● **Data for the task**:
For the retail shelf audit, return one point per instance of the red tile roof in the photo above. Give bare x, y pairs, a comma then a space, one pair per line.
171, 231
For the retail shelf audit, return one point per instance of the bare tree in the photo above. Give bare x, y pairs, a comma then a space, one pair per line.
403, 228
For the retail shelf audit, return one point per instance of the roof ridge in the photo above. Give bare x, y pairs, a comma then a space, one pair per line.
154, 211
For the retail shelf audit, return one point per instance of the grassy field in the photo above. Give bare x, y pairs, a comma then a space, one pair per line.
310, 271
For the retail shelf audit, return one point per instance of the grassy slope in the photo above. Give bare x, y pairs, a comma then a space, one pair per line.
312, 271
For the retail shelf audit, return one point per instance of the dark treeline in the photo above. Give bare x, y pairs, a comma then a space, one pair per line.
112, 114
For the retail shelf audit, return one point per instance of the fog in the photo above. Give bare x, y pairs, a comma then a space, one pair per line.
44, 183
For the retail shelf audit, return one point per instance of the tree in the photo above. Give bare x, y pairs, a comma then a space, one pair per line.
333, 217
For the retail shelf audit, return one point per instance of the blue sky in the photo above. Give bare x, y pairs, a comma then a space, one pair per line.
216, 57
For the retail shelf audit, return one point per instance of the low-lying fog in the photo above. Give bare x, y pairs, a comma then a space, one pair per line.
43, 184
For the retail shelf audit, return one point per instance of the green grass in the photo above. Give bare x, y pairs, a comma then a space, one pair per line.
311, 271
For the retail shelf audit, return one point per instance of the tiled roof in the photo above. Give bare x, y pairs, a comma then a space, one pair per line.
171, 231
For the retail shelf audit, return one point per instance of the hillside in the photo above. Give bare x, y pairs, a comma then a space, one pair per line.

--

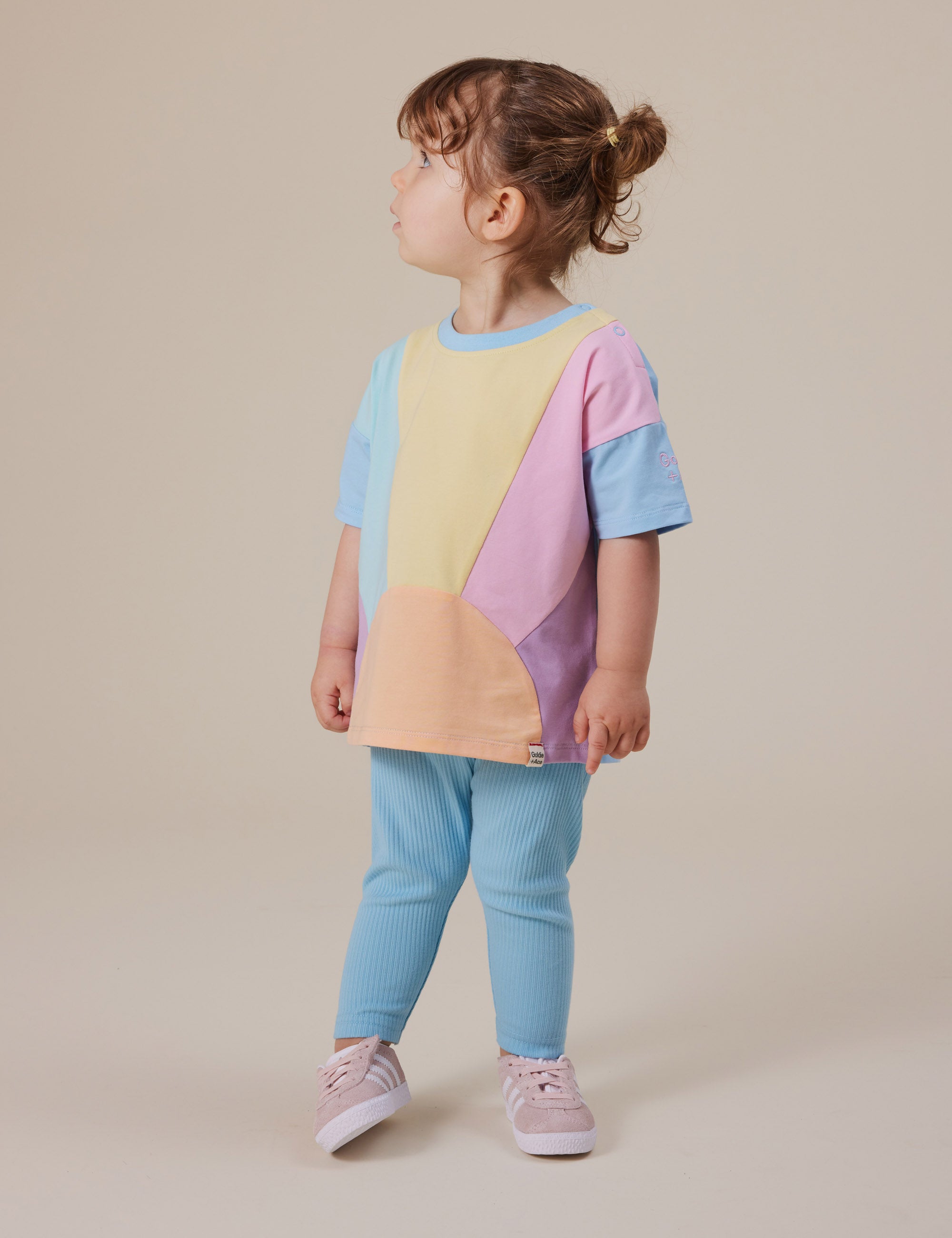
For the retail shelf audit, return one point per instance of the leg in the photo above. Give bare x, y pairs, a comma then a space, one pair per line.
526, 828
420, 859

● **What the exercise asks**:
Reproduce the lines of the entries above from the one with "of the blue" to the one with "of the hillside", both included, exactly and without any other line.

● **Exercise solution**:
For the retail shelf audit, return one point per instance of the blue sky in the photo above. Give bare x, y pairs, a comma then a space, one pair per line.
216, 57
For the retail shelf audit, return one point per instance of the low-lying fog in the photo above. Give bare x, y pairs, a comma then a space, one pair per line.
43, 184
For the retail shelf audit, return one point per instance of the green grass in the photo above. Give bare x, y pairs, a comma then a space, one pair per line.
311, 271
For the retail shelf audit, return one point per instance of the tiled roof in the photo above. Give bare x, y pairs, a comma then a space, one pair per line.
171, 231
For the retail shelf audit, return one point per instance of the hillside in the photo above. Give bare x, y pairs, a comma then a space, one pair per line.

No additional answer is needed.